--- start of Exercise materials ---
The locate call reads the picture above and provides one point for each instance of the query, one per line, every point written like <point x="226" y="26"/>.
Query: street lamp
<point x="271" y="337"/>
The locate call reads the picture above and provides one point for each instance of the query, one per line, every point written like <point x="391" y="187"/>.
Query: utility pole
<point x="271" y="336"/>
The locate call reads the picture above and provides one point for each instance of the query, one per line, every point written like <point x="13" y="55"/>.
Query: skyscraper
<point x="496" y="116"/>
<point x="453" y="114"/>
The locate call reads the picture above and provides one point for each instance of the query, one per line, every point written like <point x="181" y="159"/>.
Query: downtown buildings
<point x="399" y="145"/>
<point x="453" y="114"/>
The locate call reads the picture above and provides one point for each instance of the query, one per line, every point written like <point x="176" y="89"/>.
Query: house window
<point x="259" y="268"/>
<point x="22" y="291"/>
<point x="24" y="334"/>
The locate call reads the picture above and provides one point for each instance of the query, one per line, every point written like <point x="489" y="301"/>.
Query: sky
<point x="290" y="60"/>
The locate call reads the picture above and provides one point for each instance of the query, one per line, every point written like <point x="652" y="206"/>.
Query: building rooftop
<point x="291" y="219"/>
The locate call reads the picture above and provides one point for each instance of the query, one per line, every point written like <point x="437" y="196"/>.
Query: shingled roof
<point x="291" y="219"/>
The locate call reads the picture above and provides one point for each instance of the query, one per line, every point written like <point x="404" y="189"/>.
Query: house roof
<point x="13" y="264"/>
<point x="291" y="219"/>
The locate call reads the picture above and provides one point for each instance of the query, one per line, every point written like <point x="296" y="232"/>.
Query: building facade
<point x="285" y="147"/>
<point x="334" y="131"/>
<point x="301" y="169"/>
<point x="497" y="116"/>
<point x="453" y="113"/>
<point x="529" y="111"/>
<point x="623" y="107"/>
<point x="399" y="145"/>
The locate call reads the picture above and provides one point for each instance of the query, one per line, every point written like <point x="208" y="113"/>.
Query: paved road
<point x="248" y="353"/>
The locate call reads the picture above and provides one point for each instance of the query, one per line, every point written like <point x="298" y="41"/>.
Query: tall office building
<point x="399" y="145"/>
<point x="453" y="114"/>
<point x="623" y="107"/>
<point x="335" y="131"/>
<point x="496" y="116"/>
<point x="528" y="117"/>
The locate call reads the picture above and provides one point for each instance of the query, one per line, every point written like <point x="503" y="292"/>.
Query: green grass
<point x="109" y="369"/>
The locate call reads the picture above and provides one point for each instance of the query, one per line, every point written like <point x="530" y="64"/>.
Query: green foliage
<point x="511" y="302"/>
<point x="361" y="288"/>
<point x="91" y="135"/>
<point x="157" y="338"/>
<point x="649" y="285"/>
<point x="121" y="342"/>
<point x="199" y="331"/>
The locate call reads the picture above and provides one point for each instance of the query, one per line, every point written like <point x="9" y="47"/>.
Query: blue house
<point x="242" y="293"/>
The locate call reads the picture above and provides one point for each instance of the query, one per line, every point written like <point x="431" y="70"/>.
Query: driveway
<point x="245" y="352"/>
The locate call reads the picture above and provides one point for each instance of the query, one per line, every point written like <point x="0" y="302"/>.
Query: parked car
--- end of Exercise materials ---
From the entries above, extract every line containing the word "green", treating uppercase and lowercase letters as different.

Query: green grass
Query: green foliage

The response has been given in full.